The request - Could you put the lines of the data below into a Markdown table with the columns Row and Data line, numbering each row and leaving out blank lines? Begin at the line that contains "the black chopsticks?" and stop after the line that contains "829,0 -> 1129,140".

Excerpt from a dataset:
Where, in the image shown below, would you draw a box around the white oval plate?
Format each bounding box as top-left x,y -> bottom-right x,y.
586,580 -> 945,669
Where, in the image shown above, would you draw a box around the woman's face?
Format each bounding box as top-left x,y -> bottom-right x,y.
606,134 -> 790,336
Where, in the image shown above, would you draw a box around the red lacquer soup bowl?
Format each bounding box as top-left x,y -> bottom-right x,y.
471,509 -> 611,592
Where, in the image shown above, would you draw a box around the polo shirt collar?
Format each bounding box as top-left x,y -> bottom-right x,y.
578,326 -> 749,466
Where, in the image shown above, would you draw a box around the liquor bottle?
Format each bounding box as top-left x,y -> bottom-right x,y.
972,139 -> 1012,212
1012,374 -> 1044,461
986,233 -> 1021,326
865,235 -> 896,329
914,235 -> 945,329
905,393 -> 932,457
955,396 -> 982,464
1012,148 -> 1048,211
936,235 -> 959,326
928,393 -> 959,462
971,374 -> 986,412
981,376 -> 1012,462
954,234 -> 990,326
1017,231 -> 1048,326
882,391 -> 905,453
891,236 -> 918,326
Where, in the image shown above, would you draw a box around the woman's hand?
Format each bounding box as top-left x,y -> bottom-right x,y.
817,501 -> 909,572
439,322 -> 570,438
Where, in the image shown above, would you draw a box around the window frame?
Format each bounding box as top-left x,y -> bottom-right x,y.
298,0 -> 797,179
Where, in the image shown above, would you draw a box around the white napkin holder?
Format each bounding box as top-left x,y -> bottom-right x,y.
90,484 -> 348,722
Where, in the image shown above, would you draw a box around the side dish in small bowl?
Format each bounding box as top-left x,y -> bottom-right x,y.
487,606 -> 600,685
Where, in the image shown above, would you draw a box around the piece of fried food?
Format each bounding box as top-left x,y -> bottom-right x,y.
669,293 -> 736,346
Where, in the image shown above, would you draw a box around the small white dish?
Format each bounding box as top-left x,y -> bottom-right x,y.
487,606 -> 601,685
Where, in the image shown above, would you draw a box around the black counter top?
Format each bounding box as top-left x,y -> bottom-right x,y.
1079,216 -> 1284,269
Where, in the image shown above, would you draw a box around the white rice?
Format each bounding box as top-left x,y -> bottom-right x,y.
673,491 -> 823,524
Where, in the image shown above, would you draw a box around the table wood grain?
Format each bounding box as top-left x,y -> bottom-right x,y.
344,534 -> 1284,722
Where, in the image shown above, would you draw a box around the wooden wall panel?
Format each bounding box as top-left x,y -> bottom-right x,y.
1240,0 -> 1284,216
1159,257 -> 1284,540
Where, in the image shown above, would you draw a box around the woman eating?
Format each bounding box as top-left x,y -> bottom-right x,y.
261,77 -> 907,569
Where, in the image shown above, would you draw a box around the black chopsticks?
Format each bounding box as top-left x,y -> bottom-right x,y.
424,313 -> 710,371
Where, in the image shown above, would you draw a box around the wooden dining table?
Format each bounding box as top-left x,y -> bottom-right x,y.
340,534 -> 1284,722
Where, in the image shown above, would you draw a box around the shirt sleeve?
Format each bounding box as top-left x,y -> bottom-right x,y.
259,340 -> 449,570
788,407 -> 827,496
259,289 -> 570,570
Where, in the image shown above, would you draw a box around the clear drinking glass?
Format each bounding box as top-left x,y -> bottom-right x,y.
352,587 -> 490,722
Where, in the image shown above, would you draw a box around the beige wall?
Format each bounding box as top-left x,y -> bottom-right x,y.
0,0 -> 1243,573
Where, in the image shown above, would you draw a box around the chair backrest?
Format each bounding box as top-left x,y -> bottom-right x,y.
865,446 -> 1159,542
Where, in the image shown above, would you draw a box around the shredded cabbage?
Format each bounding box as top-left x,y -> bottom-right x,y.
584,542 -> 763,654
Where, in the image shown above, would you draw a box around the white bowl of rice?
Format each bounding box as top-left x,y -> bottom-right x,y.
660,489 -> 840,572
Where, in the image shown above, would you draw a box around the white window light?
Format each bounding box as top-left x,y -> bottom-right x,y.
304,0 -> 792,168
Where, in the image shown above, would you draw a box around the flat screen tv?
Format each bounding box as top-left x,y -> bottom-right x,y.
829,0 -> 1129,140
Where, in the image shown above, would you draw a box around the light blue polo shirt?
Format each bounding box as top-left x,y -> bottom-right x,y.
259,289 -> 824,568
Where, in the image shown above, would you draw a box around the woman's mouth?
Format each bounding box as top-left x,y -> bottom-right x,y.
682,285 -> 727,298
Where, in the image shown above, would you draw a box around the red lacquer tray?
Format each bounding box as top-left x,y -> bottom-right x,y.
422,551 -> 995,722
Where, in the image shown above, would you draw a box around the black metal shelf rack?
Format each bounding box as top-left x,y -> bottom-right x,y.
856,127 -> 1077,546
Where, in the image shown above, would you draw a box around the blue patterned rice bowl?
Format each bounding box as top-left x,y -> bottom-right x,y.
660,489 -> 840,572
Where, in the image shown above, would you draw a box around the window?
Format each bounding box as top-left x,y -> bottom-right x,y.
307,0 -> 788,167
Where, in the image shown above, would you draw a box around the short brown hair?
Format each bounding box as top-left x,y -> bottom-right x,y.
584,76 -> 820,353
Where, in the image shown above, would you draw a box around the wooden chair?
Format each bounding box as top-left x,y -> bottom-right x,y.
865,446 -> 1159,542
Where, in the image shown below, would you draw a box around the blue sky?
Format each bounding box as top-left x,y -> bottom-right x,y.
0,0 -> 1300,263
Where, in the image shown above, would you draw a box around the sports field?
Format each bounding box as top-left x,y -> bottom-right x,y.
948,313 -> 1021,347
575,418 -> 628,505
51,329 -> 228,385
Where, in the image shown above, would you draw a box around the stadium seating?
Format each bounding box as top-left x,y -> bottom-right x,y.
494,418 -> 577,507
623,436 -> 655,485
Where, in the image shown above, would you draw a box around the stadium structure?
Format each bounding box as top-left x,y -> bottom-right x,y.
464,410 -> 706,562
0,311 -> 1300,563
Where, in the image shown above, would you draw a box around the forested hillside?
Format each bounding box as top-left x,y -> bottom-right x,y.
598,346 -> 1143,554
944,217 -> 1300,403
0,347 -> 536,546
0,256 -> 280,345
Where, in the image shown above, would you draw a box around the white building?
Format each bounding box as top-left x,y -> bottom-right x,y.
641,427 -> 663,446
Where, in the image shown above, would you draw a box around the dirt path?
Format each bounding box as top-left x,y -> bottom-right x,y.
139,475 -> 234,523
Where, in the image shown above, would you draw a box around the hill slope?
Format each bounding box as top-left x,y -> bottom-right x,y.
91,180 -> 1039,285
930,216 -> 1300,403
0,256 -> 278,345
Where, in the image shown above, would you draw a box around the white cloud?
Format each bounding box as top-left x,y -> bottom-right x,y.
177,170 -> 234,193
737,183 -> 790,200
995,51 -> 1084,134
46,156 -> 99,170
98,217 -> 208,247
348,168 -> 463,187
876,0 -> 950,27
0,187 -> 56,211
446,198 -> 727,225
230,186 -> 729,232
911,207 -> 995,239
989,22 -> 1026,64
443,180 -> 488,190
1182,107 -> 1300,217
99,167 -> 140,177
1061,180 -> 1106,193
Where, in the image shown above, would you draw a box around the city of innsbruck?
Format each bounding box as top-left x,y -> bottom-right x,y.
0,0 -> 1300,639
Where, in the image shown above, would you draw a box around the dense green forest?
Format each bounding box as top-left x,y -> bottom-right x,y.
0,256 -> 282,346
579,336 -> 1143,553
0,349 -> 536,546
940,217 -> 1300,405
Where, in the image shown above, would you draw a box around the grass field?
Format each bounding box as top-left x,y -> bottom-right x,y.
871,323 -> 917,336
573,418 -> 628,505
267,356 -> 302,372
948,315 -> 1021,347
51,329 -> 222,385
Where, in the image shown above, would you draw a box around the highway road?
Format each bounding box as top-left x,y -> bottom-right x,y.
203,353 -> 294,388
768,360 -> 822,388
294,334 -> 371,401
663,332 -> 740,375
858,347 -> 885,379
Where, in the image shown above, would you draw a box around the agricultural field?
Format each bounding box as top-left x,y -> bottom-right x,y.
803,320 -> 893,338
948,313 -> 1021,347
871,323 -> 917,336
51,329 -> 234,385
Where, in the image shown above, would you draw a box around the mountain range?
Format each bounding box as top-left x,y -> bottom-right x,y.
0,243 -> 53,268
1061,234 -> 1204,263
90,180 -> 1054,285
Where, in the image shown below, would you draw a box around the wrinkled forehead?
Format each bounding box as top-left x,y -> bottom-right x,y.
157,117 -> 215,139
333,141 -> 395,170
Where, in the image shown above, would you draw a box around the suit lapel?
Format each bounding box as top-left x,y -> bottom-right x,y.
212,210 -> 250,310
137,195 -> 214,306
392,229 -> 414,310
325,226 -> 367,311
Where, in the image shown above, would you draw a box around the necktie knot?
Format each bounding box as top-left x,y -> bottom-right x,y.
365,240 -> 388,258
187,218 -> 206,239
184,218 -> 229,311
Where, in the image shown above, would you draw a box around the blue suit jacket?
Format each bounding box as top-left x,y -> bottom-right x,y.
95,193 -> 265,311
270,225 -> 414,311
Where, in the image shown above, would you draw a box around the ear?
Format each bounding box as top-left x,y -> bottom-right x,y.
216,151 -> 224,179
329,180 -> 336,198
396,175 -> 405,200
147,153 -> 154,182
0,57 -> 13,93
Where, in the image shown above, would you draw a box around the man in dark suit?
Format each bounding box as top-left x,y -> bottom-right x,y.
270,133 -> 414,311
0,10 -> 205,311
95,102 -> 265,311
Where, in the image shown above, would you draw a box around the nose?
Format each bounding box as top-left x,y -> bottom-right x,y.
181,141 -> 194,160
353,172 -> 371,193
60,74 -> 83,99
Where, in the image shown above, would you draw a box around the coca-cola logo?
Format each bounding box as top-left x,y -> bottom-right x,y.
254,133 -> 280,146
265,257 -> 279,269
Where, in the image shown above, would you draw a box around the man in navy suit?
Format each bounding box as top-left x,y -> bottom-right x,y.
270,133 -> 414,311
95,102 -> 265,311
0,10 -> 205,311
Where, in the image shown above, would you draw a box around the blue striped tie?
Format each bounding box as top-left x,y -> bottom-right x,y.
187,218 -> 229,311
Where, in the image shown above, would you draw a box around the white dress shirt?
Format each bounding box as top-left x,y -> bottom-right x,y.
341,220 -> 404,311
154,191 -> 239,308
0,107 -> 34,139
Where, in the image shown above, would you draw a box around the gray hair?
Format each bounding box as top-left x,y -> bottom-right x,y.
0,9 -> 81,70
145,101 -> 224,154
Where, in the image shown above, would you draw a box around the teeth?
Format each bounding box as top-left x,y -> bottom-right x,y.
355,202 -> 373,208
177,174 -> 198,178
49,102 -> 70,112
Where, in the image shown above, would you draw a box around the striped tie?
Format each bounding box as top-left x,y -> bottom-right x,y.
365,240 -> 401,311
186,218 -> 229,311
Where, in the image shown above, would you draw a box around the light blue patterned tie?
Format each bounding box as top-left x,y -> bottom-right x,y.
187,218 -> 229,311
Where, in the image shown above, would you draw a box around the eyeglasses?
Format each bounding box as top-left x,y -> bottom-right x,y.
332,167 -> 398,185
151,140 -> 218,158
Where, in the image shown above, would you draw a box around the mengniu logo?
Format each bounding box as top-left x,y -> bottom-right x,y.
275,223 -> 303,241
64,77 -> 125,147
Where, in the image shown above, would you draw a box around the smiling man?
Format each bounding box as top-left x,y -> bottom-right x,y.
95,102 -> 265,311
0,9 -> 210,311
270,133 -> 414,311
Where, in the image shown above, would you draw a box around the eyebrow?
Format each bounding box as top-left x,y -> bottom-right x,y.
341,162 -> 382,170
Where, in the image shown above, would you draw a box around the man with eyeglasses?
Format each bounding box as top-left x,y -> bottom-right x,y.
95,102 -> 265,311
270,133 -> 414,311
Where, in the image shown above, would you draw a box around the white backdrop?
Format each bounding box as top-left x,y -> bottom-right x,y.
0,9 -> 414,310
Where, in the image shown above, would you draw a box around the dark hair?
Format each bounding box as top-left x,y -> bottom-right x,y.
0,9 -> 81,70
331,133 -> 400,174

Solution for this task -
| Row | Data line |
|---|---|
| 1 | Where, in the image shown above, would you draw a box around the black chopsticks? |
| 2 | Format each bounding box as top-left x,y -> bottom-right x,y. |
| 3 | 424,313 -> 710,371 |
| 4 | Where, in the image shown above, would you draw a box around the wooden dining table? |
| 5 | Format each bounding box as top-left x,y -> bottom-right x,y. |
| 6 | 340,534 -> 1284,722 |
| 7 | Where, in the image shown above, would you draw a box around the shirt sleeve? |
| 8 | Format each bounding box as top-left x,y -> bottom-right x,y. |
| 9 | 259,340 -> 449,570 |
| 10 | 788,407 -> 827,496 |
| 11 | 259,289 -> 570,570 |
| 12 | Where, in the image shown above, would you draw a box around the clear drinking glass? |
| 13 | Format each bounding box as top-left x,y -> bottom-right x,y. |
| 14 | 352,587 -> 490,722 |
| 15 | Where, in the image shown above, would you draw a box around the beige wall? |
| 16 | Format each bounding box as top-left x,y -> bottom-right x,y. |
| 17 | 0,0 -> 1243,573 |
| 18 | Where, in the image shown above, would you draw a box around the chair backrest? |
| 19 | Format each bounding box as top-left x,y -> bottom-right x,y. |
| 20 | 865,446 -> 1159,542 |
| 21 | Where, in the image shown above, would you draw a box around the shredded cabbage? |
| 22 | Format each bounding box as top-left x,y -> bottom-right x,y. |
| 23 | 584,542 -> 763,654 |
| 24 | Where, in the image shown above, would you draw a box around the white bowl of rice? |
| 25 | Format each bounding box as top-left x,y -> bottom-right x,y. |
| 26 | 660,489 -> 840,572 |
| 27 | Where, in the image shown above, would you draw a box around the white window light? |
| 28 | Format each bounding box as top-left x,y -> bottom-right x,y. |
| 29 | 304,0 -> 792,168 |
| 30 | Where, in the image shown above, would you draw a box around the flat screen tv? |
| 31 | Format each bounding box as top-left x,y -> bottom-right x,y. |
| 32 | 829,0 -> 1129,140 |